Data records:
— Start —

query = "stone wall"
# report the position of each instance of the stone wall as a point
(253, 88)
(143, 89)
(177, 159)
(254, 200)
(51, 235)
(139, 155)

— End —

OBJECTIVE:
Please rewrite these lines as a numbered list, omitting any blank lines.

ANSWER TO THIS EXERCISE:
1. query = "stone wall"
2. # report the position of each instance of the stone wall as a point
3. (253, 88)
4. (143, 89)
5. (177, 159)
6. (254, 200)
7. (51, 235)
8. (139, 155)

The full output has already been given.